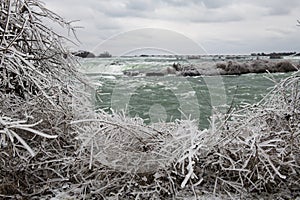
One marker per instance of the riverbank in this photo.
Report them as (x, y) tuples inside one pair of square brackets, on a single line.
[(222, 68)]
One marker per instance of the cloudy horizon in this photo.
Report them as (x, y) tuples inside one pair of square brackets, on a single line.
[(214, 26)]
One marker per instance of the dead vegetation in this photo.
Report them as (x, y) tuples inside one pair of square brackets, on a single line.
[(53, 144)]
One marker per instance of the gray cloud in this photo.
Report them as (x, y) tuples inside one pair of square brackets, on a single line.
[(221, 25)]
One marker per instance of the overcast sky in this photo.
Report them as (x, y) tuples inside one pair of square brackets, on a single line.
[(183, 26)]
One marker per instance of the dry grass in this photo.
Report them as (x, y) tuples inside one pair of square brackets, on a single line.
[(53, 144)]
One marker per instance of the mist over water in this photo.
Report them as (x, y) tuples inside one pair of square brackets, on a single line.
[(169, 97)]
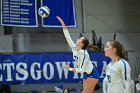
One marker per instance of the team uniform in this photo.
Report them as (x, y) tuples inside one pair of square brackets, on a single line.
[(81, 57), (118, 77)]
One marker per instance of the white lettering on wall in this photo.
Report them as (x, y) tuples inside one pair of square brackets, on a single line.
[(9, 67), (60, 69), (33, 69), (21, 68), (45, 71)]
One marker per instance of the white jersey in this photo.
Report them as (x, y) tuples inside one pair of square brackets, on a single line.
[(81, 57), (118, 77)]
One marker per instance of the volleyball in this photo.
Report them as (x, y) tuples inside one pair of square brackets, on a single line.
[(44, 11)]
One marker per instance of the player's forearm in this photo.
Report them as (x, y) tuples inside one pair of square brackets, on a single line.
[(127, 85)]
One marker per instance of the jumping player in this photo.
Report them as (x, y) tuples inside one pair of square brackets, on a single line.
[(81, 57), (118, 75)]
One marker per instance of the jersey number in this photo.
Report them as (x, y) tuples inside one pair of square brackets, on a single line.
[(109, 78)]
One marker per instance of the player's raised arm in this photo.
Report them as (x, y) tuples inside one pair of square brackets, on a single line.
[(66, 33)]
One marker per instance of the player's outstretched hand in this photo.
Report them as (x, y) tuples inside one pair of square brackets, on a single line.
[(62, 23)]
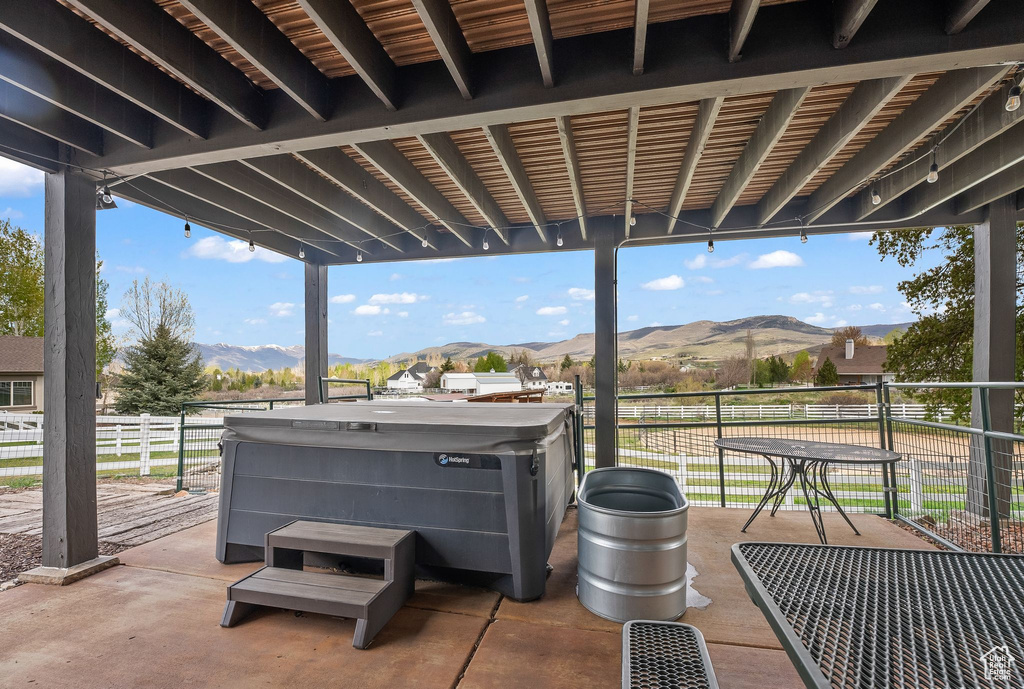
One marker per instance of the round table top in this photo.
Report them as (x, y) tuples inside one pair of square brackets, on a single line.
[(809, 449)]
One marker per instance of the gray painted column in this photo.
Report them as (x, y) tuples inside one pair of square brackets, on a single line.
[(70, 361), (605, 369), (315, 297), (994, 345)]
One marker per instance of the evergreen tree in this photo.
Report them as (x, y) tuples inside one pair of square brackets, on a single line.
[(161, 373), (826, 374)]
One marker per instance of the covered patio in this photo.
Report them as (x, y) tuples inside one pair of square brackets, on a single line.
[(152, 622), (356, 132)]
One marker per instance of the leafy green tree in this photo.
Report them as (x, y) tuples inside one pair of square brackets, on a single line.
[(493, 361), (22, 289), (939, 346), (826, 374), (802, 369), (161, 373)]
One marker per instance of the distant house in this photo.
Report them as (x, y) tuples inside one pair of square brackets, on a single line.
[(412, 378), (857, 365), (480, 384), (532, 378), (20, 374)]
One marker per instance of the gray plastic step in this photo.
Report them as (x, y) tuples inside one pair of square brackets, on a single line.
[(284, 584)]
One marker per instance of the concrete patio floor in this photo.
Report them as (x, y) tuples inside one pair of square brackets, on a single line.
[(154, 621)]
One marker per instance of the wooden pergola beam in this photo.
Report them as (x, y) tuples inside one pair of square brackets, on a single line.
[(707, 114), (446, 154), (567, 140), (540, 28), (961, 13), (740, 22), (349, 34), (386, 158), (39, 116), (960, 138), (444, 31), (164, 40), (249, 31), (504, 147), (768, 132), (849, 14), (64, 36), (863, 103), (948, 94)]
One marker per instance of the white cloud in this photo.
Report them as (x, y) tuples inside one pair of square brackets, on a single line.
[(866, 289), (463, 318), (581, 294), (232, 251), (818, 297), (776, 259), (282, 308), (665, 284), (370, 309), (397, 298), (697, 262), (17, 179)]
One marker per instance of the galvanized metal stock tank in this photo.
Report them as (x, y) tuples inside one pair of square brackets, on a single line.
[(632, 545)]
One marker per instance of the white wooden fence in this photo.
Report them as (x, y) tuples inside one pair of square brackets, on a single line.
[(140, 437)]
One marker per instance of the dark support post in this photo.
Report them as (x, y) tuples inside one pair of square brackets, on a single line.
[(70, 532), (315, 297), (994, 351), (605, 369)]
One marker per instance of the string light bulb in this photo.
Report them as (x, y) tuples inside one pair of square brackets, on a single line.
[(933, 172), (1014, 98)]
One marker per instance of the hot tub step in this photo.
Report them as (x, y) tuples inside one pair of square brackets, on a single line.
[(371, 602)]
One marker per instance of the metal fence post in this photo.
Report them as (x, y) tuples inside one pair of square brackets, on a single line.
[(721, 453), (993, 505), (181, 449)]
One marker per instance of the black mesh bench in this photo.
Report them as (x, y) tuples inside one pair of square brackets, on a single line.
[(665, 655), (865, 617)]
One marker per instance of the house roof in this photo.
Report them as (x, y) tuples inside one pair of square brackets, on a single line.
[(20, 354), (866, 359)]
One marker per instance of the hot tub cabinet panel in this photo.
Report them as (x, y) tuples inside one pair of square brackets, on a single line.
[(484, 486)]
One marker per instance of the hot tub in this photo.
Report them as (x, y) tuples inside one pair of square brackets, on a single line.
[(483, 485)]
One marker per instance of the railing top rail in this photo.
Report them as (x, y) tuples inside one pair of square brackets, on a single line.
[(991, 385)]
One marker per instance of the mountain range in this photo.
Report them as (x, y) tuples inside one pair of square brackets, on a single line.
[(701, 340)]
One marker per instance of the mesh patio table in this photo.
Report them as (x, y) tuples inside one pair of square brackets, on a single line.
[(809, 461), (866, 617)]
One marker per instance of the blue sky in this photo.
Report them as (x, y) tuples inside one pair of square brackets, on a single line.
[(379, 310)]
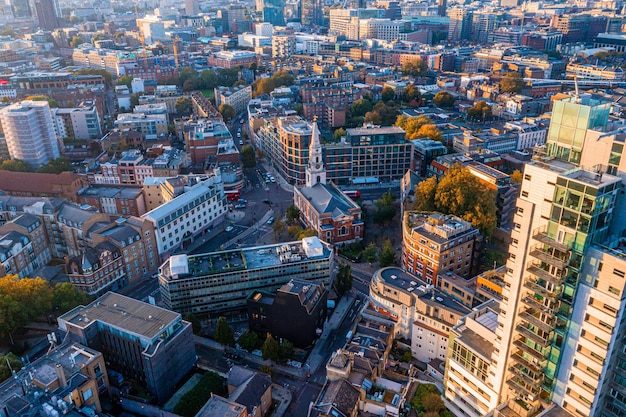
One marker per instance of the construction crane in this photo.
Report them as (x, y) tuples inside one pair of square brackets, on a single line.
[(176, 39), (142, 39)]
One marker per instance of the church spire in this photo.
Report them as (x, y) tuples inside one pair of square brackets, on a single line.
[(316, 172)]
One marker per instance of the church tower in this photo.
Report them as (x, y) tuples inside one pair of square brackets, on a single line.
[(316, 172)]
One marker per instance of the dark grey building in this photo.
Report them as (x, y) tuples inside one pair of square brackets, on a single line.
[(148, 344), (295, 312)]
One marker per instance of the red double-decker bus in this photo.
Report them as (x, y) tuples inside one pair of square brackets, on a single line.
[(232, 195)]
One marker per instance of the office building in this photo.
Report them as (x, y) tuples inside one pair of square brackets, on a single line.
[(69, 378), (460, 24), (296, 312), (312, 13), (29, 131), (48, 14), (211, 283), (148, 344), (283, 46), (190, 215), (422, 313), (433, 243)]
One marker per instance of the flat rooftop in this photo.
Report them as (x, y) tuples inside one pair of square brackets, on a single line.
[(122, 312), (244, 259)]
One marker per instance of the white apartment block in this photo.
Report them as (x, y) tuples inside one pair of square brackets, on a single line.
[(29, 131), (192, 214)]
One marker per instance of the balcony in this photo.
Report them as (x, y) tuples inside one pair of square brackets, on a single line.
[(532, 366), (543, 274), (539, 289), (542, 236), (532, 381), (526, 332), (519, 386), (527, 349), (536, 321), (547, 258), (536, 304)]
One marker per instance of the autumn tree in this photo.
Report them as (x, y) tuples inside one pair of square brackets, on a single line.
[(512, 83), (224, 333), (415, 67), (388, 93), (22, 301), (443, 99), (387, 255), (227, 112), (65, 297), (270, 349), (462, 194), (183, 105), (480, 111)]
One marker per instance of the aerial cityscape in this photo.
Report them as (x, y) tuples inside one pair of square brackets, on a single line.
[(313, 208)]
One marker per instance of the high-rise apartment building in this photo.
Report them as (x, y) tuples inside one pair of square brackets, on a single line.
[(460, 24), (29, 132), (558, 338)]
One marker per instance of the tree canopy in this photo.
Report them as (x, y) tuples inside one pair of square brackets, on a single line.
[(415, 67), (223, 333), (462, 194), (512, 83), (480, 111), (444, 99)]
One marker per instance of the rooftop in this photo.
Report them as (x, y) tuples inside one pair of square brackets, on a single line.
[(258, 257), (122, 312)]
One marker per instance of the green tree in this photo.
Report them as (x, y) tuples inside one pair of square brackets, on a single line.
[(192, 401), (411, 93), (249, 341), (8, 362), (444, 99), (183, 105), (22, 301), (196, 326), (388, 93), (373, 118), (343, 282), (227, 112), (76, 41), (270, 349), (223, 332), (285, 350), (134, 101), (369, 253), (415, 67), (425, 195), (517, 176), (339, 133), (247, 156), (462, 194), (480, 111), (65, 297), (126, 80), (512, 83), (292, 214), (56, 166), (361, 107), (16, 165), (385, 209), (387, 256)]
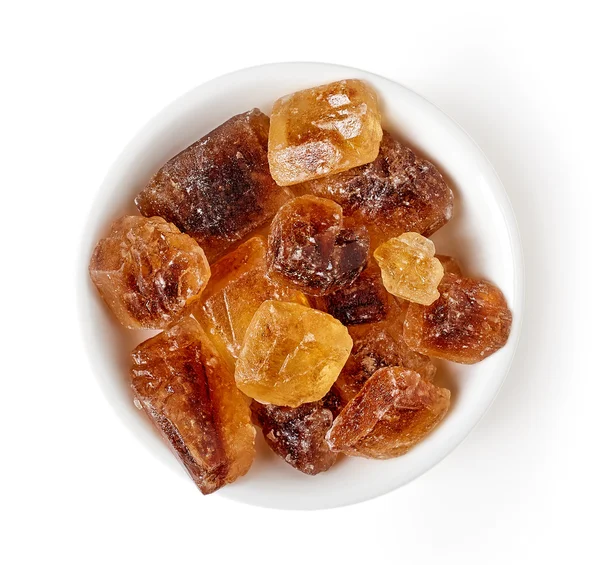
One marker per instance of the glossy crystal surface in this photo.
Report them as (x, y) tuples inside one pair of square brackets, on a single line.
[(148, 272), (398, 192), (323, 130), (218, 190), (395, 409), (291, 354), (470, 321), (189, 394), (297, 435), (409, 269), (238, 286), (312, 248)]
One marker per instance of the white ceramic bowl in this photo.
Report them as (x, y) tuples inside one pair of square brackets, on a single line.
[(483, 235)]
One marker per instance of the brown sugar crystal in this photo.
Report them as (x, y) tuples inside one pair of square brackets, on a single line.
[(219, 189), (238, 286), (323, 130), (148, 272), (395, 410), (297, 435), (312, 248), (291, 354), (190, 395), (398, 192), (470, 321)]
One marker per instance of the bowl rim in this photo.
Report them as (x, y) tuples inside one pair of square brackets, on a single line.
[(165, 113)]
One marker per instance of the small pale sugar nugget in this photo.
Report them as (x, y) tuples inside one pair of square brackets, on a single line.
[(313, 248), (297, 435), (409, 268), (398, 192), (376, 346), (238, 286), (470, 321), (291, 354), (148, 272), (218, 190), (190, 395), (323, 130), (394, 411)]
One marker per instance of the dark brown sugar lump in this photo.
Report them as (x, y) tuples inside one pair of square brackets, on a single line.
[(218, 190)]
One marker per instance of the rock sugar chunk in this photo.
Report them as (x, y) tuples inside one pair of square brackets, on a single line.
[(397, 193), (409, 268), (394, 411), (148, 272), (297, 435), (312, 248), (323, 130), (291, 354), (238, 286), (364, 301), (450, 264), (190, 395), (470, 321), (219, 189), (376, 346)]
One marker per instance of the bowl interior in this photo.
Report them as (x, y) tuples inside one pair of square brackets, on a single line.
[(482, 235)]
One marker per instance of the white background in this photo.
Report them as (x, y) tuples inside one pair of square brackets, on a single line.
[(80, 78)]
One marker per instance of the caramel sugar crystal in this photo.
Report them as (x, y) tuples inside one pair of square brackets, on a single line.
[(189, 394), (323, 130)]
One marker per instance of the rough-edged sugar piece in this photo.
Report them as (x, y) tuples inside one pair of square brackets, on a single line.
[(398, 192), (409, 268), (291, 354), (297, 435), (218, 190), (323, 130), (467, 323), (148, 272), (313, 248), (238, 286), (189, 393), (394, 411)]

***

## [The request]
Convert the stretch of records from the line containing "One marker per instance of the flat" through the line containing "[(29, 131), (192, 214)]" into a two-column CSV with the headers instruction and answer. Give one row per record, put each field in double quotes, and replace line breaks with spaces.

## [Response to the exercise]
instruction,answer
"One marker per instance of the flat rooftop in this photo. Report them as (x, y) tuples inside one pair of square brackets, on a single line.","[(122, 312), (244, 259)]"
"One marker per instance of the white apartment block in this photo. Report them as (x, y) tuples inside one pair of square brackets, on a single line.","[(29, 131), (192, 214)]"